Rewrite all the items below, substituting "foreground clicks" for every "positive clicks" and changing nothing else. Omit the pictures from your answer.
· · · ·
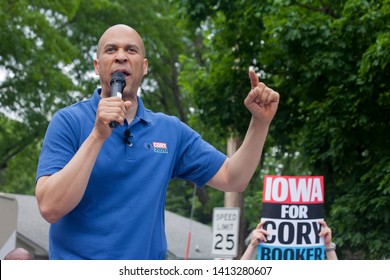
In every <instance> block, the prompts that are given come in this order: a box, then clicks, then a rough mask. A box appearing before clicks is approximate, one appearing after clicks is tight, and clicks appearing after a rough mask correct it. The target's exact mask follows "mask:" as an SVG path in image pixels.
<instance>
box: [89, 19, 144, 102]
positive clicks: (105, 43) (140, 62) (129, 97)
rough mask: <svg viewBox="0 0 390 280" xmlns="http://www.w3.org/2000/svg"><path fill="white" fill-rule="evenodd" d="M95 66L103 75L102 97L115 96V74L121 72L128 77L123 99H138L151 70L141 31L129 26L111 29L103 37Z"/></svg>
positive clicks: (104, 33)
mask: <svg viewBox="0 0 390 280" xmlns="http://www.w3.org/2000/svg"><path fill="white" fill-rule="evenodd" d="M94 67H95V72H96V74H97V75H99V77H100V84H101V86H102V97H109V96H111V87H110V80H111V76H112V74H113V73H114V72H117V71H119V72H123V73H124V74H125V78H126V86H125V88H124V90H123V99H124V100H130V99H134V98H135V97H136V96H137V91H138V88H139V86H140V84H141V82H142V78H143V76H144V75H146V74H147V71H148V61H147V59H146V58H145V48H144V45H143V42H142V39H141V38H140V36H139V35H138V33H137V32H136V31H135V30H133V29H131V28H130V27H128V26H122V25H117V26H114V27H111V28H109V29H108V30H107V31H106V32H105V33H104V34H103V35H102V37H101V38H100V41H99V44H98V49H97V57H96V59H95V60H94Z"/></svg>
· · · ·
> Task output:
In every <instance> block, the prompts that are given come in this order: a box, then clicks, then a rough mask. A box appearing before clicks is approximate, one appearing after clicks is tight, and clicks appearing after a rough mask correct it. The target's exact mask follows "mask:" as an SVG path in image pixels.
<instance>
box: [89, 19, 144, 102]
foreground clicks: (105, 43) (140, 62) (129, 97)
rough mask: <svg viewBox="0 0 390 280" xmlns="http://www.w3.org/2000/svg"><path fill="white" fill-rule="evenodd" d="M95 66L103 75L102 97L115 96V74L121 72L128 77L123 99H138L151 70L141 31L129 26L111 29L103 37Z"/></svg>
foreground clicks: (104, 33)
mask: <svg viewBox="0 0 390 280" xmlns="http://www.w3.org/2000/svg"><path fill="white" fill-rule="evenodd" d="M94 67H95V72H96V74H97V75H99V77H100V84H101V86H102V97H109V96H111V87H110V80H111V76H112V74H113V73H114V72H117V71H119V72H123V73H124V74H125V78H126V86H125V88H124V90H123V99H124V100H130V99H134V98H135V97H136V96H137V91H138V88H139V86H140V84H141V82H142V78H143V76H144V75H146V74H147V71H148V61H147V59H146V58H145V48H144V45H143V42H142V39H141V38H140V36H139V35H138V33H137V32H136V31H135V30H133V29H131V28H130V27H128V26H122V25H117V26H114V27H111V28H109V29H108V30H107V31H106V32H105V33H104V34H103V35H102V37H101V38H100V41H99V44H98V49H97V57H96V59H95V60H94Z"/></svg>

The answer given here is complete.